Direction: Please write out the passage on the Prodigals word for word, starting with "Calling their genre" and going on through "through the years.".

Passage to read:
The Prodigals is an American Irish punk band that started in 1997.

Calling their genre of music "jig punk", the Prodigals fall within a tradition epitomized by the Pogues and Black 47, merging traditional Celtic melodic roots with rock rhythms. As of 2017, the band's lineup features the three original members: Gregory Grene (button accordion and lead vocals), Andrew Harkin (bass), Brian Tracey (drums), plus Galway's Dave Fahy (guitar and lead vocals) who has been a member since 2009. They are frequently joined by Alex Grene, nephew of Gregory, and a graduate in music composition from the University of Chicago. The Prodigals call Paddy Reilly's (the world's only all-draft Guinness bar) their home when in New York City. The band has its own distinctive sound, particularly distinguished by lead melodic roles being filled by button-key accordion and bass along with the vocals, and has received substantial critical notice through the years.

Their songs "Open Reel" and "The Bunch of Red Roses" were played in the film Pride and Glory during the bar fight scene between Edward Norton and Colin Farrell.

Dataset extract:

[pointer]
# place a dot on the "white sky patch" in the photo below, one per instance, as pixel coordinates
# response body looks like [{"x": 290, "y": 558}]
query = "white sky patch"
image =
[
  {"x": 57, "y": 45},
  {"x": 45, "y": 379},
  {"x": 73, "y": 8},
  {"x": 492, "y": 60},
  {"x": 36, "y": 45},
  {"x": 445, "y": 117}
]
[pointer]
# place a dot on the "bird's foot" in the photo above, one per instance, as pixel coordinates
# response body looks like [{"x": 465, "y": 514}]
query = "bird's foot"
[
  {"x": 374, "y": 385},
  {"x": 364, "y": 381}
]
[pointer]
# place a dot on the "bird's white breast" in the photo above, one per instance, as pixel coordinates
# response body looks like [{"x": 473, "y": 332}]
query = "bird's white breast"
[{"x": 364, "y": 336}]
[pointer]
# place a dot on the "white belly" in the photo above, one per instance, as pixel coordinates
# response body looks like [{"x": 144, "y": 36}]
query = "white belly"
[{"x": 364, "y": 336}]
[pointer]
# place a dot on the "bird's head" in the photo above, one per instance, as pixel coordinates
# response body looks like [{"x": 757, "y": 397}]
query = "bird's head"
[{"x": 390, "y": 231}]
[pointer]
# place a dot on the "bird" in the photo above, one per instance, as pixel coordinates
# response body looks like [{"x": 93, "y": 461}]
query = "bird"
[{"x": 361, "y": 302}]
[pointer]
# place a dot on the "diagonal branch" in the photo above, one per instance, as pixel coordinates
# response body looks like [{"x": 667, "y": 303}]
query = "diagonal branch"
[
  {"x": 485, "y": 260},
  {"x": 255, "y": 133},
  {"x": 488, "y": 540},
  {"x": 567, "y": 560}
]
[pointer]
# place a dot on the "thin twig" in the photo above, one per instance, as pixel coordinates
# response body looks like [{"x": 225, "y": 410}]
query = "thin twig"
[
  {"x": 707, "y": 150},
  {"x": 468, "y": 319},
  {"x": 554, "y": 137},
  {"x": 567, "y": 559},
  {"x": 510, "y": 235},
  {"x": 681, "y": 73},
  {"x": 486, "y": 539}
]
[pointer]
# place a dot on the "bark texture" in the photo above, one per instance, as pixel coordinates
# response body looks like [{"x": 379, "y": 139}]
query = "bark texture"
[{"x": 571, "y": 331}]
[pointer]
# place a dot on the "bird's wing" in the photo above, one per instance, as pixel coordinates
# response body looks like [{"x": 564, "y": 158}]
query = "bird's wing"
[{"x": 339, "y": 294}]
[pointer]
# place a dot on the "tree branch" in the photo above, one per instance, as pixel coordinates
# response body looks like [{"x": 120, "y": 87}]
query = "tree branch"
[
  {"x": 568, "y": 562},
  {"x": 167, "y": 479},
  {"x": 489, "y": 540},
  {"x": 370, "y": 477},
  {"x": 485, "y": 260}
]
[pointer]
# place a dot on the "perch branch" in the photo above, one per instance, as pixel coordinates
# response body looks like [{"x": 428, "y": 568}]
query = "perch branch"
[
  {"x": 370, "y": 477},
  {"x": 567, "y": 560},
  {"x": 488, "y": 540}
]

Written response:
Calling their genre of music "jig punk", the Prodigals fall within a tradition epitomized by the Pogues and Black 47, merging traditional Celtic melodic roots with rock rhythms. As of 2017, the band's lineup features the three original members: Gregory Grene (button accordion and lead vocals), Andrew Harkin (bass), Brian Tracey (drums), plus Galway's Dave Fahy (guitar and lead vocals) who has been a member since 2009. They are frequently joined by Alex Grene, nephew of Gregory, and a graduate in music composition from the University of Chicago. The Prodigals call Paddy Reilly's (the world's only all-draft Guinness bar) their home when in New York City. The band has its own distinctive sound, particularly distinguished by lead melodic roles being filled by button-key accordion and bass along with the vocals, and has received substantial critical notice through the years.